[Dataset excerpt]
** Start **

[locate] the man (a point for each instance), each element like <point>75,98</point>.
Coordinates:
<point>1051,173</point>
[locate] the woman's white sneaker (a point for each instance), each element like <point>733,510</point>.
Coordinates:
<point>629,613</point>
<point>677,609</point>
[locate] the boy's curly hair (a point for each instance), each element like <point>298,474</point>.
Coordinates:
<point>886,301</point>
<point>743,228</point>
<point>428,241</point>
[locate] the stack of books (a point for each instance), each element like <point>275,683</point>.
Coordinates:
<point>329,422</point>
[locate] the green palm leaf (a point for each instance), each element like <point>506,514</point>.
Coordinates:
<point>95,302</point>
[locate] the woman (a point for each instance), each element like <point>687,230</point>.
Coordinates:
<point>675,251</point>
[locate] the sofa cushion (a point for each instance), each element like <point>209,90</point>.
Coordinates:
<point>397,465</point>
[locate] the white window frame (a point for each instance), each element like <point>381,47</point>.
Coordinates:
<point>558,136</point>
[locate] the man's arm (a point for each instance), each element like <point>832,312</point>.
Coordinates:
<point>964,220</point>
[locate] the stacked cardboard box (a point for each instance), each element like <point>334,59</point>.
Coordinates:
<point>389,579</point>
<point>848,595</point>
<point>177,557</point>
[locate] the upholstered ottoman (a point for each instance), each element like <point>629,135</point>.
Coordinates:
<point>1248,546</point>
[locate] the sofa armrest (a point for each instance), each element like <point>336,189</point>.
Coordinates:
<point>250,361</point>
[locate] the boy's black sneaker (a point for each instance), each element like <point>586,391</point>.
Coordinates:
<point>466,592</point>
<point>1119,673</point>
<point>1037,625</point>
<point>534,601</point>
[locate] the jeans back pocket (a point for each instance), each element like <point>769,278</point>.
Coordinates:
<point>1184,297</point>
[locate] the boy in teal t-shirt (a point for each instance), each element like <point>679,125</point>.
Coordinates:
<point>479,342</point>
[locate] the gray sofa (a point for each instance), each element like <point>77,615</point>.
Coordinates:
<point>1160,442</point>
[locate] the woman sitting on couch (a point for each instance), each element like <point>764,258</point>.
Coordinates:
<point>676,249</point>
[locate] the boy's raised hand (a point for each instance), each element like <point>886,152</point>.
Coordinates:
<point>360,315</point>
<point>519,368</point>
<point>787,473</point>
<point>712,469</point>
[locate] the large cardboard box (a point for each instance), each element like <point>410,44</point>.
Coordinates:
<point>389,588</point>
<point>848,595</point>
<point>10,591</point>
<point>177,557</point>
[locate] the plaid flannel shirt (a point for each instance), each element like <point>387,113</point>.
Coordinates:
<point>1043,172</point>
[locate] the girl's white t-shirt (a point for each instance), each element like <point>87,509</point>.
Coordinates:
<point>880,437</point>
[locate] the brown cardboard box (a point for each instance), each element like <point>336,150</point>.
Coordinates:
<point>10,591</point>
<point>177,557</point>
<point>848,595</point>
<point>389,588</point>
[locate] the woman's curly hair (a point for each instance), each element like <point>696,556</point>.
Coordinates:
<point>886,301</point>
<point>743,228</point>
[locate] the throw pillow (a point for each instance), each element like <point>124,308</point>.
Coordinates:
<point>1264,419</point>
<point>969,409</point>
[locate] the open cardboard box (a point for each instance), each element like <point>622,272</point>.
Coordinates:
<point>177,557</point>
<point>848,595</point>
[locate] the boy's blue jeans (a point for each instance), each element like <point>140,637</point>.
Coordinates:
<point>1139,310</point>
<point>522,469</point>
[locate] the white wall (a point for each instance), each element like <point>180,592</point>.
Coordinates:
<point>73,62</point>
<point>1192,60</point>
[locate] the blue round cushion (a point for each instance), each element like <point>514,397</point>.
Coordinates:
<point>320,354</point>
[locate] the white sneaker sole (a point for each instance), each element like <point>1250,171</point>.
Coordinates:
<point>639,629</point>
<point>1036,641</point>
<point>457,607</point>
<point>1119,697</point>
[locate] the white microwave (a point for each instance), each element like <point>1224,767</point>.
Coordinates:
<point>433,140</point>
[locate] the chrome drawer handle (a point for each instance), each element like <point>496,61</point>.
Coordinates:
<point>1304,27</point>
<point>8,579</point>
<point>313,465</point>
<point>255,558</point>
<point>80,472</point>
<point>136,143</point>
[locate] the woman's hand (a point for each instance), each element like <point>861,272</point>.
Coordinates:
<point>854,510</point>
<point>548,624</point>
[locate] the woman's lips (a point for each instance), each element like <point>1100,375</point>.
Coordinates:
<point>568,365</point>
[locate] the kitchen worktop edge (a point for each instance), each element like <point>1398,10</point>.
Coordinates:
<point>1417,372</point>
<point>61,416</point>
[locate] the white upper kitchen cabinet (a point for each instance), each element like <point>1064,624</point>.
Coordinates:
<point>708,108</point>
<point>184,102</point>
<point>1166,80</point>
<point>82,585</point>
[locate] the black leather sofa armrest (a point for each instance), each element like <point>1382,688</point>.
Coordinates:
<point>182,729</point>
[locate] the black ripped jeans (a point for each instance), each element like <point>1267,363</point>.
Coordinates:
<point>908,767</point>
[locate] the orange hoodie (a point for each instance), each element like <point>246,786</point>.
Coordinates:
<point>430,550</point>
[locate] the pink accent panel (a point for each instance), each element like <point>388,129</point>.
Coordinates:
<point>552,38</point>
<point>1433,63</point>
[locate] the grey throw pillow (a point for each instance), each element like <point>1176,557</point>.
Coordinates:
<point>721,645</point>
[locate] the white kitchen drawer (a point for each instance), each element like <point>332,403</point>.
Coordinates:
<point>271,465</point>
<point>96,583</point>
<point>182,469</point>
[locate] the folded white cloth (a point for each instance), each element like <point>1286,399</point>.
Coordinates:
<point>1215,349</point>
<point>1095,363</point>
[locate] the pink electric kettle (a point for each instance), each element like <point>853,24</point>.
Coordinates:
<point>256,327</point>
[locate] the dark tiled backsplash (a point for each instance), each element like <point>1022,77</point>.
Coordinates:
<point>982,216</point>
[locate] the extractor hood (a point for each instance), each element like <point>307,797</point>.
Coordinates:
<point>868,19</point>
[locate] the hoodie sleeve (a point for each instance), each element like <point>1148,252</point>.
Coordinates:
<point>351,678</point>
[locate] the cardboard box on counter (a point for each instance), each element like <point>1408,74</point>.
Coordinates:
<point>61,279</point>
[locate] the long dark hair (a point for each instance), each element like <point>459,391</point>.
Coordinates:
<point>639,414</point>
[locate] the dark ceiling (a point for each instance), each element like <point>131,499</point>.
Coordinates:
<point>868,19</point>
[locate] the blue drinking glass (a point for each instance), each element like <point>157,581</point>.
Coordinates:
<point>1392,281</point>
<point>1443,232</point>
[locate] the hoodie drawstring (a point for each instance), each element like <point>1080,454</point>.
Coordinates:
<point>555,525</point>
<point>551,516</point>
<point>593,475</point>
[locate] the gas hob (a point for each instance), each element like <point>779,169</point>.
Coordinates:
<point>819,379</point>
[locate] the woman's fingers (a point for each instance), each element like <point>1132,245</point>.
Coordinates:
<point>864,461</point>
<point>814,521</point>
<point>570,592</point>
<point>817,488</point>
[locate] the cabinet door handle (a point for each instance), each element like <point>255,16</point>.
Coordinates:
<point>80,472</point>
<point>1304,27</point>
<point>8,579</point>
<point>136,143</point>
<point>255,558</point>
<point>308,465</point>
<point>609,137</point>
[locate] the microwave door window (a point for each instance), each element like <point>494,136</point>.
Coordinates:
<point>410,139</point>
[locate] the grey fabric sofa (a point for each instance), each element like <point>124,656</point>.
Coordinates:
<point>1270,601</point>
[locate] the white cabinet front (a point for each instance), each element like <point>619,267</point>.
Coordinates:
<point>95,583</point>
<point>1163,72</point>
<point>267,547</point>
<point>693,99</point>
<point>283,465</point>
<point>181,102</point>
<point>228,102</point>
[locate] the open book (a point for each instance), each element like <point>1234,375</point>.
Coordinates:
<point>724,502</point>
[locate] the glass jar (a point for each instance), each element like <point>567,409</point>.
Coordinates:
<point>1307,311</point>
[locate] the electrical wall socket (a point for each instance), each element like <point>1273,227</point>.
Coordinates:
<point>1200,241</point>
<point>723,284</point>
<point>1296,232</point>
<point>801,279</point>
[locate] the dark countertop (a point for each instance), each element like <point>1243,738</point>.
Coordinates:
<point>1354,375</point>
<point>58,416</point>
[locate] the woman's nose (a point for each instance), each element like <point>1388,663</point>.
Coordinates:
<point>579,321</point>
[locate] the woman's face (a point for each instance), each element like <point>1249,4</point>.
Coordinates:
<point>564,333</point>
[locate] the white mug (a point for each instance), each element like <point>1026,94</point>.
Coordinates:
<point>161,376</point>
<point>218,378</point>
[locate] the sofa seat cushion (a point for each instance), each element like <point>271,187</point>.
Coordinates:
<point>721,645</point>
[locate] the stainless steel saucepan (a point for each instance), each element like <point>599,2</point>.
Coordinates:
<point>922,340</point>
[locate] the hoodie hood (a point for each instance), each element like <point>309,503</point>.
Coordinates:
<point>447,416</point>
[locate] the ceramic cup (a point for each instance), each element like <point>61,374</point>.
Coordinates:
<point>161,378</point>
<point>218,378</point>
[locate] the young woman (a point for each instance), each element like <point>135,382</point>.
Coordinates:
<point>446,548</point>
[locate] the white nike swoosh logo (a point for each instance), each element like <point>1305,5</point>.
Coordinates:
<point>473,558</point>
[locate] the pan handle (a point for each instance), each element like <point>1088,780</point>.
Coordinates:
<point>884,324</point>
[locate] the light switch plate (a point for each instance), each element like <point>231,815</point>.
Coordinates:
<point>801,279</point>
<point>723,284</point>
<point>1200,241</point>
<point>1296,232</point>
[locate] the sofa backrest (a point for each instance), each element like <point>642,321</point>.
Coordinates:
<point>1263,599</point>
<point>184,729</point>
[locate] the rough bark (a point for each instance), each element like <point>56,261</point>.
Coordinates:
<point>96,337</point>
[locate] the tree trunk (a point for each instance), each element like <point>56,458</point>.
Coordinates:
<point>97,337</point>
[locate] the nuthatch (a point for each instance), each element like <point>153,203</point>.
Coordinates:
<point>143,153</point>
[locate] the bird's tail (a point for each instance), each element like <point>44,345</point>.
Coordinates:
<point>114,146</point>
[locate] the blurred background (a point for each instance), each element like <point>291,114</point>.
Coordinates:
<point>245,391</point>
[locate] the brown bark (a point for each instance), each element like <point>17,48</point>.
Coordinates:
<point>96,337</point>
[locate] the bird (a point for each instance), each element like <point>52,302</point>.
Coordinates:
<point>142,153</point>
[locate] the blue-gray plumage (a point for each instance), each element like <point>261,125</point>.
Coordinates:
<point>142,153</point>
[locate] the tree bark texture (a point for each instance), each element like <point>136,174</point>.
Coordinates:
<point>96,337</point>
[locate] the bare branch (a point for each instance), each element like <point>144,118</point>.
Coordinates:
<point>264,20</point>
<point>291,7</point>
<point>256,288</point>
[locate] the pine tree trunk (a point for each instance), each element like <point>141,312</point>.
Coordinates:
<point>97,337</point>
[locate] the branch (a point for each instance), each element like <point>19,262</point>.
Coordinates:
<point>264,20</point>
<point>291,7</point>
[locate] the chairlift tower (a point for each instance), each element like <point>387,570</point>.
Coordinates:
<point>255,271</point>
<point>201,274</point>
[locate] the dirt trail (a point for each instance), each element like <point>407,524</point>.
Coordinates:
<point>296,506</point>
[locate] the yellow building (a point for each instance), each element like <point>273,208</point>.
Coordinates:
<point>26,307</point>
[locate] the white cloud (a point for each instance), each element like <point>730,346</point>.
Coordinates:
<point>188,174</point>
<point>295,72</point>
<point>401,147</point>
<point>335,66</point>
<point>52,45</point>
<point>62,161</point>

** End **

• **Task requirements**
Reproduce every line, starting at the line containing "[locate] the black ripped" and ending at the line containing "<point>1433,63</point>", both included. Shift each answer point by adding 137 to both of its coordinates, and leave the [locate] lines, with their sample points, unchanged.

• **Result of this exercise**
[locate] the black ripped jeans (a point for each instance), each element like <point>1267,363</point>.
Coordinates:
<point>1045,904</point>
[locate] the orange hoodie (a point for each instance), each element like <point>246,786</point>.
Coordinates:
<point>567,687</point>
[locate] the pink accent panel (a point for each instance), each element like <point>388,129</point>.
Coordinates:
<point>689,175</point>
<point>1570,200</point>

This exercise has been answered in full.